Please reproduce every line of these rows word for word, in the order given.
+++ Record extracts
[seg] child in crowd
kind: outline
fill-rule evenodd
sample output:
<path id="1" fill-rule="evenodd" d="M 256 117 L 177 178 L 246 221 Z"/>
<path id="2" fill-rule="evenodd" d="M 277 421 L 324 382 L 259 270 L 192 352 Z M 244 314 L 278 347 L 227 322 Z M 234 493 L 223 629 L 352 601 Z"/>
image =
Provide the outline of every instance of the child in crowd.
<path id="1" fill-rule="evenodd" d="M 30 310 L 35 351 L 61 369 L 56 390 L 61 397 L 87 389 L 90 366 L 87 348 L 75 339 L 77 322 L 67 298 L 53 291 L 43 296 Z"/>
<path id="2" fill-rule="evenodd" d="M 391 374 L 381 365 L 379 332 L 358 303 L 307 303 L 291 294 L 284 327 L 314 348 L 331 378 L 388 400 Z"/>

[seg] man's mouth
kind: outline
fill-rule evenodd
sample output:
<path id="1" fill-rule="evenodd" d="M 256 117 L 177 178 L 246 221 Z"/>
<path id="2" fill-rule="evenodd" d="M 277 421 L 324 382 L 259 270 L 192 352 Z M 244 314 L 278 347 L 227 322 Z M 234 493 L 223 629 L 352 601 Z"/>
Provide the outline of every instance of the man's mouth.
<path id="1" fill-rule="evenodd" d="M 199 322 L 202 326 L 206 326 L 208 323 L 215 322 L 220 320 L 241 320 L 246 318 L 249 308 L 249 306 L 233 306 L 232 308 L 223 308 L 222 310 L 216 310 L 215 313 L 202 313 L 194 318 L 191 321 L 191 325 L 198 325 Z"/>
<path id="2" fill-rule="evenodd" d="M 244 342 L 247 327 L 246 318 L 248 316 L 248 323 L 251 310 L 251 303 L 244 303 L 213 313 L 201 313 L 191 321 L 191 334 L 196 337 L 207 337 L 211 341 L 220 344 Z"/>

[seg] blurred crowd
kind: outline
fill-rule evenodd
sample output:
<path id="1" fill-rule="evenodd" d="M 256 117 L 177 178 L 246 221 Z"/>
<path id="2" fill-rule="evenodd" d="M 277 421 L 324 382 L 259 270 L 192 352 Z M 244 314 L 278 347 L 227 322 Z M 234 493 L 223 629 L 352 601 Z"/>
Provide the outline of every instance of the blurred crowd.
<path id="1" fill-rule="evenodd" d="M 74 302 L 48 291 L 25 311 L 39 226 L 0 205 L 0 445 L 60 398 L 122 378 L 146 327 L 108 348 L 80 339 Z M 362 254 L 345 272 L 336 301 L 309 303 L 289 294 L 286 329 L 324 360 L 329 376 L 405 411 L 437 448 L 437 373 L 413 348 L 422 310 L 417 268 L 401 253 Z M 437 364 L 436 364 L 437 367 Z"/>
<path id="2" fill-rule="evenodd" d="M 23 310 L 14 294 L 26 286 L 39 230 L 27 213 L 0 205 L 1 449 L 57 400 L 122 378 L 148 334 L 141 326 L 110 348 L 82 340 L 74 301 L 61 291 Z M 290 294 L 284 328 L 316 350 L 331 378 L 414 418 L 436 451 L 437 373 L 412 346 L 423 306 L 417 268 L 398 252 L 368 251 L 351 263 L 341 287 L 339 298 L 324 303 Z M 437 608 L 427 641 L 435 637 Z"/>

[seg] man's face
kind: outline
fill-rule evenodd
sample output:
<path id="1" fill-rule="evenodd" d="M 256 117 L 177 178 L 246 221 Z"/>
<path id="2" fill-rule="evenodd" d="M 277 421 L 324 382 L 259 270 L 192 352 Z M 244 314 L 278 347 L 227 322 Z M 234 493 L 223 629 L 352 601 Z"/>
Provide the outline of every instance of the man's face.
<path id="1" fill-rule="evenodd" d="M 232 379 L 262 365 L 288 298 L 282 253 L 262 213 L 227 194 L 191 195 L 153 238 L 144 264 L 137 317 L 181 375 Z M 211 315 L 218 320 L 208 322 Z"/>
++++++
Final result:
[seg] child in crowd
kind: outline
fill-rule evenodd
sample output:
<path id="1" fill-rule="evenodd" d="M 256 117 L 177 178 L 246 221 Z"/>
<path id="2" fill-rule="evenodd" d="M 277 421 L 324 382 L 259 270 L 192 352 Z M 244 314 L 278 347 L 227 322 Z M 234 493 L 223 629 L 352 601 Z"/>
image =
Provide the outline of every instance of the child in crowd.
<path id="1" fill-rule="evenodd" d="M 30 310 L 35 351 L 61 369 L 56 390 L 61 397 L 87 389 L 90 366 L 87 348 L 75 339 L 77 322 L 67 298 L 53 291 L 43 296 Z"/>
<path id="2" fill-rule="evenodd" d="M 391 374 L 381 365 L 379 332 L 358 303 L 307 303 L 291 294 L 284 327 L 314 348 L 331 378 L 388 400 Z"/>

[seg] man's mouth
kind: outline
fill-rule evenodd
sample output:
<path id="1" fill-rule="evenodd" d="M 256 117 L 177 178 L 246 221 Z"/>
<path id="2" fill-rule="evenodd" d="M 277 421 L 324 382 L 259 270 L 192 352 Z M 244 314 L 278 347 L 227 322 Z M 234 493 L 223 629 L 352 601 Z"/>
Provide the outline of every instance of the man's mouth.
<path id="1" fill-rule="evenodd" d="M 199 322 L 202 326 L 206 326 L 208 323 L 215 322 L 220 320 L 241 320 L 246 318 L 249 308 L 249 306 L 233 306 L 232 308 L 223 308 L 222 310 L 216 310 L 215 313 L 202 313 L 194 318 L 191 321 L 191 325 L 198 325 Z"/>
<path id="2" fill-rule="evenodd" d="M 244 342 L 247 327 L 246 318 L 248 316 L 248 323 L 251 310 L 251 303 L 244 303 L 213 313 L 201 313 L 191 321 L 191 334 L 196 337 L 207 337 L 211 341 L 220 344 Z"/>

[seg] blurred crowd
kind: outline
fill-rule evenodd
sample output:
<path id="1" fill-rule="evenodd" d="M 256 117 L 177 178 L 246 221 Z"/>
<path id="2" fill-rule="evenodd" d="M 277 421 L 324 382 L 259 270 L 192 352 Z M 244 314 L 278 347 L 227 322 Z M 234 493 L 223 629 L 352 601 Z"/>
Provide the outline of every instance of the blurred crowd.
<path id="1" fill-rule="evenodd" d="M 74 302 L 48 291 L 25 311 L 39 226 L 0 205 L 0 445 L 60 398 L 122 378 L 146 327 L 108 348 L 80 339 Z M 362 254 L 345 272 L 336 301 L 309 303 L 289 294 L 286 329 L 324 360 L 329 376 L 405 411 L 437 448 L 437 373 L 413 348 L 422 310 L 417 268 L 401 253 Z M 437 364 L 436 364 L 437 367 Z"/>
<path id="2" fill-rule="evenodd" d="M 23 310 L 14 294 L 26 286 L 39 230 L 27 213 L 0 205 L 1 449 L 57 400 L 122 378 L 148 334 L 141 326 L 110 348 L 82 340 L 74 301 L 61 291 Z M 290 294 L 284 328 L 316 350 L 331 378 L 414 418 L 436 451 L 437 373 L 412 346 L 423 306 L 417 268 L 398 252 L 368 251 L 351 263 L 341 287 L 339 298 L 324 303 Z M 437 608 L 427 641 L 435 637 Z"/>

[seg] man's face
kind: outline
fill-rule evenodd
sample output:
<path id="1" fill-rule="evenodd" d="M 256 117 L 177 178 L 246 221 Z"/>
<path id="2" fill-rule="evenodd" d="M 277 421 L 324 382 L 259 270 L 192 352 Z M 244 314 L 278 347 L 227 322 Z M 234 493 L 223 629 L 352 601 Z"/>
Provide the outline of every instance of the man's face.
<path id="1" fill-rule="evenodd" d="M 232 379 L 262 365 L 288 298 L 282 253 L 262 213 L 227 194 L 191 195 L 153 238 L 144 264 L 137 317 L 181 375 Z M 211 315 L 218 320 L 208 322 Z"/>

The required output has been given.